▶ Task brief
Would you copy only the lines below, beginning with the one that contains "Expected: one point per instance of the bull's neck" and running through the last entry line?

▶ Point-based annotation data
○ ○ ○ ○ ○ ○ ○

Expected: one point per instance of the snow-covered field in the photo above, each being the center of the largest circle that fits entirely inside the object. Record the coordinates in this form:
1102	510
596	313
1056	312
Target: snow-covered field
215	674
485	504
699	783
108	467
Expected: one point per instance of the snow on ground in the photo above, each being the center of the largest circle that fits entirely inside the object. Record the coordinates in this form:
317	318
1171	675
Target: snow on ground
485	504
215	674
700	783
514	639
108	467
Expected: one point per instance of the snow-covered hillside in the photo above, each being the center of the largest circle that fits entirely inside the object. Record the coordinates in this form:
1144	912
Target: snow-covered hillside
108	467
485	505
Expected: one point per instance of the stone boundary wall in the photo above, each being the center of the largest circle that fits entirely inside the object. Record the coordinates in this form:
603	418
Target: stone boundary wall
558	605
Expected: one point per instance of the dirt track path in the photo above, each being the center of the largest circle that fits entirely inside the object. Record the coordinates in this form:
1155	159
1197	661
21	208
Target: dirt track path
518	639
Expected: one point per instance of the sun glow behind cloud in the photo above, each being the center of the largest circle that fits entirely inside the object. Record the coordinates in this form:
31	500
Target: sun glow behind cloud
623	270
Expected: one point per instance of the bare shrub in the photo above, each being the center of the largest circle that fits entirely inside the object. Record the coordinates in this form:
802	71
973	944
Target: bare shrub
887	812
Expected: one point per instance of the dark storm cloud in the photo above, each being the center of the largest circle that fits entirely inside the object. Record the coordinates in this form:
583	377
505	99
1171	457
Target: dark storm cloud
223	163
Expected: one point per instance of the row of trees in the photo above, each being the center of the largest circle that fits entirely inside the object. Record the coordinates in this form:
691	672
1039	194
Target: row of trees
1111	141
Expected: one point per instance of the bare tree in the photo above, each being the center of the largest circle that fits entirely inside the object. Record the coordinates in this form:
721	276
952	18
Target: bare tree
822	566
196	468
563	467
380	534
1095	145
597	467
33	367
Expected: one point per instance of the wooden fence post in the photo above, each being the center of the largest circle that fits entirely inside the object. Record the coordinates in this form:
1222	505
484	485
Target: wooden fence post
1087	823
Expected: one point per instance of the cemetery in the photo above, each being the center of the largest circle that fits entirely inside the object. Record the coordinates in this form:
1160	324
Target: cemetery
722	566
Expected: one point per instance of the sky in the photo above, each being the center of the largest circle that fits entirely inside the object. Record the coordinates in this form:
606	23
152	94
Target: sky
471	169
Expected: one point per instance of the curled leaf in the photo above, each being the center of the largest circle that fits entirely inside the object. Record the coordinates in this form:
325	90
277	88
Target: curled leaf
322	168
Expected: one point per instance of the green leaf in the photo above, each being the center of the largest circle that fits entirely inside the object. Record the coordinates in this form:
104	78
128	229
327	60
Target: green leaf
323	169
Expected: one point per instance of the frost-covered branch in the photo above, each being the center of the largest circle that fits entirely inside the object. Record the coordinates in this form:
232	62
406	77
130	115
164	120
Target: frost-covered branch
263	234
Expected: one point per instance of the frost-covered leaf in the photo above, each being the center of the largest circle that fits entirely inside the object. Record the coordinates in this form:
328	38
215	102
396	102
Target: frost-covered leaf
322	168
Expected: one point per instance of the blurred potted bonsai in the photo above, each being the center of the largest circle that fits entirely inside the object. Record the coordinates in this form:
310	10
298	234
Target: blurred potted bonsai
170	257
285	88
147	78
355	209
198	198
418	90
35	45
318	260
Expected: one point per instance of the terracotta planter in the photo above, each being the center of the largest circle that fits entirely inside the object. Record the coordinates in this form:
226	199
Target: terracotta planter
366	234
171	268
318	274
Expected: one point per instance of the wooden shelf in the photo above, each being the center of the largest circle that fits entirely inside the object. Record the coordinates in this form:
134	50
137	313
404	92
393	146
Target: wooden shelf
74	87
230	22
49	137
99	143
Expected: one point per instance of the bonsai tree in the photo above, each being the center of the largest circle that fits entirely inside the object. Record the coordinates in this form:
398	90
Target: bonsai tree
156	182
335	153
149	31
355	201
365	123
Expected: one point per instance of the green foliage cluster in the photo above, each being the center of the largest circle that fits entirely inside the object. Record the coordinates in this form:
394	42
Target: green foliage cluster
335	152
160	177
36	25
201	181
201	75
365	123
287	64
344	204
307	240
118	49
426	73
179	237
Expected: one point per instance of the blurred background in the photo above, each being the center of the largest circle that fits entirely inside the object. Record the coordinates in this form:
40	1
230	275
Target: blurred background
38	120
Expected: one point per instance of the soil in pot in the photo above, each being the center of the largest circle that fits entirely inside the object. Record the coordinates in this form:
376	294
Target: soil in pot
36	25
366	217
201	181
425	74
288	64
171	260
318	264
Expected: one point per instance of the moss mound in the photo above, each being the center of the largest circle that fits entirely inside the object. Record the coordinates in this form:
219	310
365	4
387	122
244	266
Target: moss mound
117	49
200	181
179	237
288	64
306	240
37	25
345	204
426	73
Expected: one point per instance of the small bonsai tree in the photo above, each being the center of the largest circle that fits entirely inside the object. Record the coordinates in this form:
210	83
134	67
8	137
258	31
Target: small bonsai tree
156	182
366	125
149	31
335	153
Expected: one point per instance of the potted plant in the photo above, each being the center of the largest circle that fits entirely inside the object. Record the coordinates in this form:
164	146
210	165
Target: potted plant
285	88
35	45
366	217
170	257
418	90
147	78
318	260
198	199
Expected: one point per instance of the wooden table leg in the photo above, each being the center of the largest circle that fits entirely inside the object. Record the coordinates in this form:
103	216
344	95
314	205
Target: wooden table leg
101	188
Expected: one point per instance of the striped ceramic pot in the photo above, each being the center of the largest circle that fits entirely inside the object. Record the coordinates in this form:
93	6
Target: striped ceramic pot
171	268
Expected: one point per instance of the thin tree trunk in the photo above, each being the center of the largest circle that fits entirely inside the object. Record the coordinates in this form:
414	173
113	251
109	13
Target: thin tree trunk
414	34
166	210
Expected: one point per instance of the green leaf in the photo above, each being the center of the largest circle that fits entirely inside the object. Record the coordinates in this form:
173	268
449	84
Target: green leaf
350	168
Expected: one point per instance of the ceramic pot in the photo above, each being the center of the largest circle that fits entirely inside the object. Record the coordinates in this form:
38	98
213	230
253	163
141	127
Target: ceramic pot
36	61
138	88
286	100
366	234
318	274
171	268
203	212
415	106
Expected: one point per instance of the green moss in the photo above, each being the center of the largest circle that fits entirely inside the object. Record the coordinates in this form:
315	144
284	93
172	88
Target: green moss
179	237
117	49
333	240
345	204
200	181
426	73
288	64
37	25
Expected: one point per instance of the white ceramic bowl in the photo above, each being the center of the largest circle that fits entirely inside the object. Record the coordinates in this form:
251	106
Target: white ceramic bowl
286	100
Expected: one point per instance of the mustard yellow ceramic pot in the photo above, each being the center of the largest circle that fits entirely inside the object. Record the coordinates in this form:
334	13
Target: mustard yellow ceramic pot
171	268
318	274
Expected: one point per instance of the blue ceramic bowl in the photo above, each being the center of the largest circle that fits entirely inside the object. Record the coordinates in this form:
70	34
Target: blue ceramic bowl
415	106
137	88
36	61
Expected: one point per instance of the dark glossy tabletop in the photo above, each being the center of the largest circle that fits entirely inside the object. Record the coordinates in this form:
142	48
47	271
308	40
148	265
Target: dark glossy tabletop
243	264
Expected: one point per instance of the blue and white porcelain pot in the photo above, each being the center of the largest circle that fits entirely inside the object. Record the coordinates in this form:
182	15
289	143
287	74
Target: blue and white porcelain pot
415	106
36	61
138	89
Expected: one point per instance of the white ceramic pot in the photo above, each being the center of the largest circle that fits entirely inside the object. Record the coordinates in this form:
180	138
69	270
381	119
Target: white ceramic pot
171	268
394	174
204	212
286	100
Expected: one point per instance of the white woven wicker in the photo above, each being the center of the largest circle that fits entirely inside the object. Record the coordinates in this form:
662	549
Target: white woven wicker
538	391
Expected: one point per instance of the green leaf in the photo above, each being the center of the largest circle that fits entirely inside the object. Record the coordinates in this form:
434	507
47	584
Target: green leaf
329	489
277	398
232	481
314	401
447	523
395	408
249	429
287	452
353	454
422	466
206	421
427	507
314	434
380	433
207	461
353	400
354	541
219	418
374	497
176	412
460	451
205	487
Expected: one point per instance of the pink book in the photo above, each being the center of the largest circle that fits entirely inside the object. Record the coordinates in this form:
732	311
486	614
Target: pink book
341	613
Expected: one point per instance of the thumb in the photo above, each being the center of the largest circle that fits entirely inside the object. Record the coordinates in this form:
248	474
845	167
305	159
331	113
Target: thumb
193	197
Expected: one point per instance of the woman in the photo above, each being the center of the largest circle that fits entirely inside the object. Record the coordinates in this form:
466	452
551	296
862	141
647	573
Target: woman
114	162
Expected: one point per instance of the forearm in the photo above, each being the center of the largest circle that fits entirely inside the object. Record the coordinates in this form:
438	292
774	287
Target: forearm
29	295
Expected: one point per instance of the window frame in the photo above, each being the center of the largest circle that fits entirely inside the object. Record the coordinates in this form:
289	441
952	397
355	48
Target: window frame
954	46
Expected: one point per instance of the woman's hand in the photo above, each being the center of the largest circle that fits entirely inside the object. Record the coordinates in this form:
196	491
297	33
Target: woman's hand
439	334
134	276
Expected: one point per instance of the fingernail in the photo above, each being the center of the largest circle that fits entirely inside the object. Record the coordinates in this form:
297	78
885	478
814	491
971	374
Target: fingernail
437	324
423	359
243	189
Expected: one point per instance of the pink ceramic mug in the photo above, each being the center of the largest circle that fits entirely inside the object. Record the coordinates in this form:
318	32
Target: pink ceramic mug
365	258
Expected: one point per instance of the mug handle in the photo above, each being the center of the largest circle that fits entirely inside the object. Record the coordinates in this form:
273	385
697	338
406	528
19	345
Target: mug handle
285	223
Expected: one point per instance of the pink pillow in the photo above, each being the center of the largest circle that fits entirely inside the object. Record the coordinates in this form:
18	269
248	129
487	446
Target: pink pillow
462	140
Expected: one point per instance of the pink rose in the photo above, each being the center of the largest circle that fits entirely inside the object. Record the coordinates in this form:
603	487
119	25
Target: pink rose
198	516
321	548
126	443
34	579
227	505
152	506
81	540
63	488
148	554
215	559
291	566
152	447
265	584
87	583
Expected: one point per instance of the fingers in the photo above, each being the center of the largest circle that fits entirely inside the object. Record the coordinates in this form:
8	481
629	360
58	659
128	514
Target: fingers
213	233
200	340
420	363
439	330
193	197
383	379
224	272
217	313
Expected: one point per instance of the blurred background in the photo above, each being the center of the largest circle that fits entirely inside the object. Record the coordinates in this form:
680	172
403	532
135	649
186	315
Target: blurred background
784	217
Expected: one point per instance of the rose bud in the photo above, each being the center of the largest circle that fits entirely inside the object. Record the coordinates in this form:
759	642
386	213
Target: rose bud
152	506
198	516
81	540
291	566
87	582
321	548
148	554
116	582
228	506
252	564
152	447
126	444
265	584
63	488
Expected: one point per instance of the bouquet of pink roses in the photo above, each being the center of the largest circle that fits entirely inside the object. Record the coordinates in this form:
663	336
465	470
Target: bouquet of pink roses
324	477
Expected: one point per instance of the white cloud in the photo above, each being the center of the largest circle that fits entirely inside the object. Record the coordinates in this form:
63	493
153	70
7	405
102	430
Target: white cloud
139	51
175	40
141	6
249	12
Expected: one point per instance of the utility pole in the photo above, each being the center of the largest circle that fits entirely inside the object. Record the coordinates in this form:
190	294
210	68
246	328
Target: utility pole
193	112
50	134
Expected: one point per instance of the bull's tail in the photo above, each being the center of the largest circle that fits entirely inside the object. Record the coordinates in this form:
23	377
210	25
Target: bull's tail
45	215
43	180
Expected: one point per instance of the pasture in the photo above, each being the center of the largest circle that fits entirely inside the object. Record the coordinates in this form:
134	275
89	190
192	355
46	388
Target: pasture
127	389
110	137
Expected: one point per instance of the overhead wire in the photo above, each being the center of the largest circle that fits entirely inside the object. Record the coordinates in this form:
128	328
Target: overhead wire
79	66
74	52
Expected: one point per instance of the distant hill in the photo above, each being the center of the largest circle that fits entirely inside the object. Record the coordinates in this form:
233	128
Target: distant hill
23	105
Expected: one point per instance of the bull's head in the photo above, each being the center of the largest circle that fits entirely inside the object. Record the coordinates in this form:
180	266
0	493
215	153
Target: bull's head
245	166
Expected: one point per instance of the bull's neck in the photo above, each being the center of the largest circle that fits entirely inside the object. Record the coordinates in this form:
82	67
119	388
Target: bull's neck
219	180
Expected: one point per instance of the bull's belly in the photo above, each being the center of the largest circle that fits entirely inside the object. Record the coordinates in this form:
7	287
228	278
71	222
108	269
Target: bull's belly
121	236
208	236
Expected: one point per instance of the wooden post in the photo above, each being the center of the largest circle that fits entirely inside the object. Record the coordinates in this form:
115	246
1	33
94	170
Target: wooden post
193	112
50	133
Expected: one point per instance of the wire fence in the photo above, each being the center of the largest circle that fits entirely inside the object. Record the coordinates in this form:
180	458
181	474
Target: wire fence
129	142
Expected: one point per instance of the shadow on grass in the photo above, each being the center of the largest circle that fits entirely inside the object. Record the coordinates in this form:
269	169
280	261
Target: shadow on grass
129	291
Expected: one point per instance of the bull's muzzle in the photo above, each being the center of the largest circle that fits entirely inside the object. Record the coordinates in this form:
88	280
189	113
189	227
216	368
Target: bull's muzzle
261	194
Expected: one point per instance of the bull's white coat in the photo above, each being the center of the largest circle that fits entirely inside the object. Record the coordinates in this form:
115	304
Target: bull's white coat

○ ○ ○ ○ ○ ○ ○

▶ The result
Expected: one point per instance of the bull's neck in the photo above, each being the center of the largest circle that fits entirely inside the object. Record the coordinates in this form:
82	67
119	388
Target: bull's neck
219	180
Expected: one point per instance of the bull's belly in the photo above, each being the center of the largest circle that fits entirely inside the object. Record the coordinates in this form:
7	287
228	278
71	222
108	269
Target: bull's belly
121	236
208	236
Expected: one point per instance of the wooden post in the photo above, each being the center of the largest circle that fits entirely inside the object. Record the coordinates in this form:
115	246
1	33
94	170
Target: wooden post
193	112
50	133
Expected: one point per instance of the wire fence in the photo above, each being the center of the largest circle that fits entirely inside the object. Record the coordinates in this form:
180	458
181	474
Target: wire fence
129	142
Expected: one point per instance of the shadow on grass in the photo above, each being the center of the largest circle that fits entirely inside the object. Record the coordinates in this form:
269	169
280	261
Target: shadow on grass
129	291
Expected: one point per instance of the bull's muzzle in the photo above, each being the center of the largest circle that fits entirely inside the object. Record the coordinates in this form:
88	280
189	113
189	227
216	368
Target: bull's muzzle
261	194
Expected: one point per instance of the bull's white coat in the photo above, each being the center of the largest circle that fits entirely inside the object. Record the coordinates in this form:
115	304
Target: bull's white coat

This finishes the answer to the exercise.